*** Block opens ***
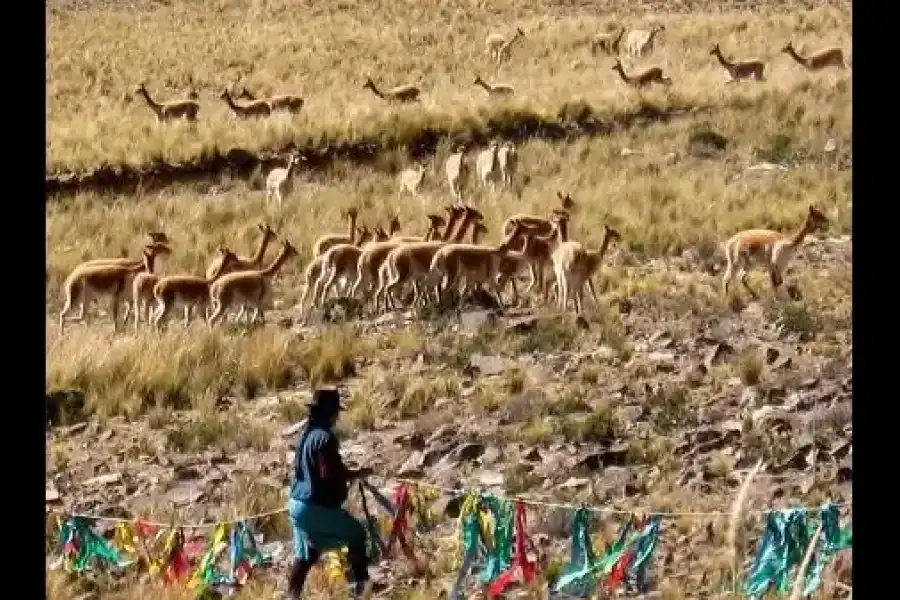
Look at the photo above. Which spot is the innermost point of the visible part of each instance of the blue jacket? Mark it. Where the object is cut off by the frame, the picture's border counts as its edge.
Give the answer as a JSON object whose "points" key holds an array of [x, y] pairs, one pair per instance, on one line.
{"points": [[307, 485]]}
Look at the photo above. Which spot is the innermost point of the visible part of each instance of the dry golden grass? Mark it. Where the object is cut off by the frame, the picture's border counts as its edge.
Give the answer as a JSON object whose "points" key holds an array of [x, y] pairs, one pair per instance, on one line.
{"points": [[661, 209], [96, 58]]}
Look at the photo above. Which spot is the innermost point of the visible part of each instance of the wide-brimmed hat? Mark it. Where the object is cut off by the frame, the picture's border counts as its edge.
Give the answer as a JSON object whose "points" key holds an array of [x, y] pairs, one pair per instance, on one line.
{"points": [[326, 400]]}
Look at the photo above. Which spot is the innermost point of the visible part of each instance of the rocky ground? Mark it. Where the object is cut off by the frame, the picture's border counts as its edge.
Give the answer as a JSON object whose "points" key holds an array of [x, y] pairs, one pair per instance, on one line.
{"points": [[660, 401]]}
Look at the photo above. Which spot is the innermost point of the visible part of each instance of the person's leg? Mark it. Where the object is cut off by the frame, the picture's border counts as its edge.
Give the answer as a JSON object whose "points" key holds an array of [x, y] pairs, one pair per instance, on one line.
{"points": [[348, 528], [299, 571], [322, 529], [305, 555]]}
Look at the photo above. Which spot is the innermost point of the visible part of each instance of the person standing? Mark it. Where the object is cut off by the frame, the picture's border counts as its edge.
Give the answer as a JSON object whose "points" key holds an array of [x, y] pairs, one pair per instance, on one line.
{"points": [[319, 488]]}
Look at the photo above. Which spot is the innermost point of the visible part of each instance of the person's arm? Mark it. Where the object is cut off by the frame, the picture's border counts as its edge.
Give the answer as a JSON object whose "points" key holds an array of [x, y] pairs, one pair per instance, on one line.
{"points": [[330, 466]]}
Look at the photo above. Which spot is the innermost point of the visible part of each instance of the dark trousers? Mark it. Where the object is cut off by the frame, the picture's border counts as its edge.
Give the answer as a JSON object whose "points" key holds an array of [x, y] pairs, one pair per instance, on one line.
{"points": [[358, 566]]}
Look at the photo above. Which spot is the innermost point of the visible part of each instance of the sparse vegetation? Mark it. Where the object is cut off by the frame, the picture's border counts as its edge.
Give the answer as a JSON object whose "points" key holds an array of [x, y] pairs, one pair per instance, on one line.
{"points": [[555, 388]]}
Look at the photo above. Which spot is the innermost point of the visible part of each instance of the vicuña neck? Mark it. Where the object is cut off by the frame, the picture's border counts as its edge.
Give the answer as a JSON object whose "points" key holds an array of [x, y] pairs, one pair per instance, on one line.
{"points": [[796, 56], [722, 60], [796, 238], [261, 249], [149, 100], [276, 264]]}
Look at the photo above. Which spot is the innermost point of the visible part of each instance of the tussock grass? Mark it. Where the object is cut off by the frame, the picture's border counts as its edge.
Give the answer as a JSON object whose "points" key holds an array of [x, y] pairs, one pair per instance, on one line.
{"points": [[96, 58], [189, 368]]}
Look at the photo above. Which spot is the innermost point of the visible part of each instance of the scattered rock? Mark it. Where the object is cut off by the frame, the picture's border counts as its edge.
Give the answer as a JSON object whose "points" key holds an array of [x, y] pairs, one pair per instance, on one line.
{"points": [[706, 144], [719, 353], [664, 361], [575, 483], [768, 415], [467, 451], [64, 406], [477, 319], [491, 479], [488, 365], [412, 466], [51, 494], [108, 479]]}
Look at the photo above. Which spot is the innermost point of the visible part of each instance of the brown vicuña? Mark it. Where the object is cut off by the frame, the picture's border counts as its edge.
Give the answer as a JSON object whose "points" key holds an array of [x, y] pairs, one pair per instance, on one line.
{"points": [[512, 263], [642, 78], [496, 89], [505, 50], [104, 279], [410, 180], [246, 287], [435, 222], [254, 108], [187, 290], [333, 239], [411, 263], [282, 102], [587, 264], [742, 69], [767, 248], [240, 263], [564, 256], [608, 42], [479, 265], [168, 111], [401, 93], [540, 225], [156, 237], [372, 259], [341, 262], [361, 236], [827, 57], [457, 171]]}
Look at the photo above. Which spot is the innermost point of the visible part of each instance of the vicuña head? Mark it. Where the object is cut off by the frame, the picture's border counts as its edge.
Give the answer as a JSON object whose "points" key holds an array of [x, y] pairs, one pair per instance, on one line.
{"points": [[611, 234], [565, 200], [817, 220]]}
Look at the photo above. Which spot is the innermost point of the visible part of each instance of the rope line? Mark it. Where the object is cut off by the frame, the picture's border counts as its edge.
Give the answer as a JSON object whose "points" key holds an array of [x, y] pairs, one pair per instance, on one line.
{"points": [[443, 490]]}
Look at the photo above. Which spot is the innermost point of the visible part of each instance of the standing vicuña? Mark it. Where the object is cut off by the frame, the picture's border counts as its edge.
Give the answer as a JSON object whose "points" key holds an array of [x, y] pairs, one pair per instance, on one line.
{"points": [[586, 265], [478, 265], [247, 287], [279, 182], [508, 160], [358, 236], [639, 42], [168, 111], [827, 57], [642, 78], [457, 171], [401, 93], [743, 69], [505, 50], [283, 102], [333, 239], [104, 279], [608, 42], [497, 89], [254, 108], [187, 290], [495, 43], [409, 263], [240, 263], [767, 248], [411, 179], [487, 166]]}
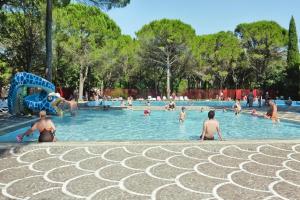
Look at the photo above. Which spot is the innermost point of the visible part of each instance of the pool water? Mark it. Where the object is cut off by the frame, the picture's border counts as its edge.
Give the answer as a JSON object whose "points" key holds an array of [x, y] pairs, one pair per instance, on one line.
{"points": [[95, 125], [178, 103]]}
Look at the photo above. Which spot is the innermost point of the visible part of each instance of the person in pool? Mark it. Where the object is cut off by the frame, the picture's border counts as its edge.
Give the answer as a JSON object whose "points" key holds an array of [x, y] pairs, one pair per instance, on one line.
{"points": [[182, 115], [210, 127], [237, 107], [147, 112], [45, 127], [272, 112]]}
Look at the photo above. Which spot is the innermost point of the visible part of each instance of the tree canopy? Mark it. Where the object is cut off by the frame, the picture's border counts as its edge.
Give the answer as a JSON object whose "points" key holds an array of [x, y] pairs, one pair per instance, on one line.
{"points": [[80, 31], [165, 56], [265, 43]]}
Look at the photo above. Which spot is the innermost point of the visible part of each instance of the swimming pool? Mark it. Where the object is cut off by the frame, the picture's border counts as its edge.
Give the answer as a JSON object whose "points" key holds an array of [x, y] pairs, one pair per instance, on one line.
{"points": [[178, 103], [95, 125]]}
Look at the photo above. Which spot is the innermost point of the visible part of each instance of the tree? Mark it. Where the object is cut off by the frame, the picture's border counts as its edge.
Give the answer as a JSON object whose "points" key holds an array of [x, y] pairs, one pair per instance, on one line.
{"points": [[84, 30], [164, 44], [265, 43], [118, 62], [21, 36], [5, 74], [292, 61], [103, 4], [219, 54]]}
*** Block closes ***
*What the task requires*: Retype all the data exactly. Omit pictures.

*Answer to this problem*:
Look at the photo above. Which spot is the innermost point of the visible part of each instance of the blue jacket? Mark it. Where the object is cut off by the frame, the picture's border counts as its edge.
Give the answer as a JSON object whose "points" key holds an array of [x, y] pairs, one pair per instance, on one line.
{"points": [[307, 485]]}
Look at the photo above. Which spot is the innermost point of the visible part of each instance of the dry golden grass? Mark it. Where the object is cut off by the frame, the picture's border counts as its edge.
Give the answer as a JSON object whose "points" key holds an array of [x, y] pairs, one pair per instance, on one line.
{"points": [[661, 209], [96, 58]]}
Look at the photo above. Which spot is the innermost point of the visible part of each instance of the wide-brimmed hat? Mark it. Where the object is cut off by the frame, the picture's border counts as its edge.
Give the answer as a JSON object whose "points" key holds an array of [x, y] pairs, one pair per instance, on one line.
{"points": [[326, 400]]}
Look at the photo above. Which spot is the innermost point of the visible part of each instance of the rocky ground? Mark it. Where the object is cut off by the frame, the picture's border counts as its edge.
Give the answer as a JSON object whose "points" key holds an array of [x, y] pairs, one pair per instance, on one line.
{"points": [[660, 401]]}
Look at the photo above. Which spot is the innermost point of the visible part of each instance of the person's leg? Mark it. Where the object is cut off by the frame, the picture's border counts as its edge.
Give the answer as a JSON object whose "points" key holds an array of [x, y] pairs, one pair per instance, on one line.
{"points": [[348, 528], [299, 571], [322, 529], [305, 555]]}
Look at the photo above. Which spot is the innermost point of the visible part of each instance of the person standing? Mark it. Where the object is cut off by the frame, the picture's border counts as its edge.
Give the answer as a JSON object whose "points" key holds an array of [x, y] pairs, one pair per instance, on one line.
{"points": [[319, 488]]}
Look at the photo above. Which spot is the innermost point of the visible part of each instance of the person's arm? Mark it. Where the object is cut off by the frame, the picture's border counts as its edge.
Give the answer as a JSON object whose "points" key holds an array of [x, y] pairs, one pair per instance, on one line.
{"points": [[330, 466]]}
Look at the photo above. Which spot is the innermost point of the visible part of each instance of the dark trousers? Mark it. Where the object is cut off by the frame, the picture's border counts as its edge.
Give the answer as a JSON object whose "points" key holds an array of [x, y] pairs, one pair per instance, on one line.
{"points": [[358, 566]]}
Look at the photo above. Which spot is the innermost point of the visible part of each instance of the sparse vegetation? Mark it. Where the object is cut off by the frame, the picture's border counts as its edge.
Give the answer as a JSON object whose "points" key holds an array of [x, y] pairs, one pair per instance, on one line.
{"points": [[555, 388]]}
Look at the photo above. Which spot is the innermost point of the visible part of each instance of the vicuña neck? Mark it. Where the object is cut off by the frame, the picture's border counts as its edge.
Give the answer as a JSON object whose "points" key holds an array of [x, y] pairs, one pair per instance, on one line.
{"points": [[796, 56], [722, 60], [796, 238], [261, 249], [149, 100], [276, 264]]}
Look at the photo above. Which spot is the innermost point of the visible part of each instance of the tussock grass? Mark it. Where the object is cut off by the frame, the picture's border counts as its edge.
Give the answer as a JSON object whose "points" key holds an array of [x, y] pairs, one pair per instance, on one line.
{"points": [[96, 58], [189, 368]]}
Look at the photo above. Which spot is the innermost point of the visible part of each instance of the scattered rock? Mark it. Where the object is cut off by the frame, the picture's border counts as its edge.
Give the answer as a JSON object whose "points" key holds an array of [x, y] pairs, one pair per instance, on one line.
{"points": [[706, 144], [719, 353], [664, 361], [575, 483], [768, 415], [467, 451], [64, 406], [477, 319], [491, 479], [488, 365], [412, 466], [51, 494], [108, 479]]}
Look at the photo above. Which spot is the innermost point of the visible part of each instance of the brown vicuña? Mark it. Where the object is cut off by the frame, the picture's border counts as its edge.
Give the answer as a JSON object whose "points" key holds an array of [x, y] pairs, one pair per instance, on one line.
{"points": [[512, 263], [642, 78], [496, 89], [505, 50], [104, 279], [410, 180], [246, 287], [435, 222], [254, 108], [187, 290], [333, 239], [411, 263], [282, 102], [587, 264], [742, 69], [767, 248], [240, 263], [564, 256], [608, 42], [479, 265], [168, 111], [401, 93], [540, 225], [156, 237], [372, 259], [341, 262], [361, 236], [827, 57], [457, 171]]}
Look at the photo above. Which spot is the innermost point of the visible part of each instance of the vicuña head? Mark it. Where the object is cut off by the frame, the picture's border counts as its edge.
Give the answer as a JSON object whose "points" key holds an array of [x, y] pairs, one pair per instance, on one line.
{"points": [[611, 234], [565, 200], [817, 220]]}
Look at the photo above. Which spot is the innermost point of the visible part of each instance of the rope line? Mark it. Where the object is cut off by the frame, the picture's border counts as its edge.
Give the answer as a JSON object whose "points" key holds an array of [x, y] pairs, one pair per instance, on one line.
{"points": [[443, 490]]}
Look at the photo above. Which spot is the innermost point of the visible part of each instance of the standing vicuña? Mark it. Where the object is cut off by the frame, the picture's border counts as its edge.
Give the answer as a JSON object whose "points" key holds an array of [x, y] pairs, one pair per instance, on one line.
{"points": [[586, 265], [478, 265], [247, 287], [279, 182], [508, 160], [358, 236], [639, 42], [168, 111], [827, 57], [642, 78], [457, 171], [401, 93], [743, 69], [505, 50], [283, 102], [333, 239], [104, 279], [608, 42], [497, 89], [254, 108], [187, 290], [495, 43], [409, 263], [240, 263], [767, 248], [411, 179], [487, 166]]}
Look at the photo above. Which spot is the innermost point of the visible part of each instance of the pool water? Mark it. Where the object is cut off by the frame, the picture's border counts as its edge.
Give the answer as a JSON object whose "points" key holds an array of [x, y] pairs, one pair per instance, on one line.
{"points": [[95, 125], [178, 103]]}
Look at the photo above. Which spot is the innermost point of the visible part of each instance of the person in pool? Mark it. Where the object is cut off by the frame, the picture's border counts as its edge.
Give the answer as a JSON object whose "points" key holds an array of [x, y] pairs, one pair per instance, on one line.
{"points": [[182, 115], [210, 127], [237, 107], [147, 112], [45, 127], [272, 112]]}
Look at the photo above. Which spot is the innermost point of the visible part of each instance of the tree canopy? Mark it. Where the object is cut off by the frame, the picture's border counts as its edge.
Give the answer as a JSON object whose "points" key holds an array of [x, y] pairs, one pair per instance, on one line.
{"points": [[80, 31], [165, 56], [265, 43]]}
Look at the photo above. Which spot is the innermost point of the visible part of each instance of the swimming pool? Mark it. Where the object is cut off by the frame, the picture's border counts as its edge.
Give the answer as a JSON object whose "points" key holds an array of [x, y] pairs, one pair per instance, on one line.
{"points": [[178, 103], [95, 125]]}
Look at the photo above. Which spot is the innermost point of the visible part of each instance of the tree? Mark it. Where the object is cut off by the frame, the picture's border counts as its edge.
Give the answer as a JSON object whose "points" key holds an array of [x, y] pairs, one pair per instance, on one line.
{"points": [[84, 30], [164, 44], [265, 43], [118, 62], [21, 36], [5, 74], [292, 61], [103, 4], [219, 54]]}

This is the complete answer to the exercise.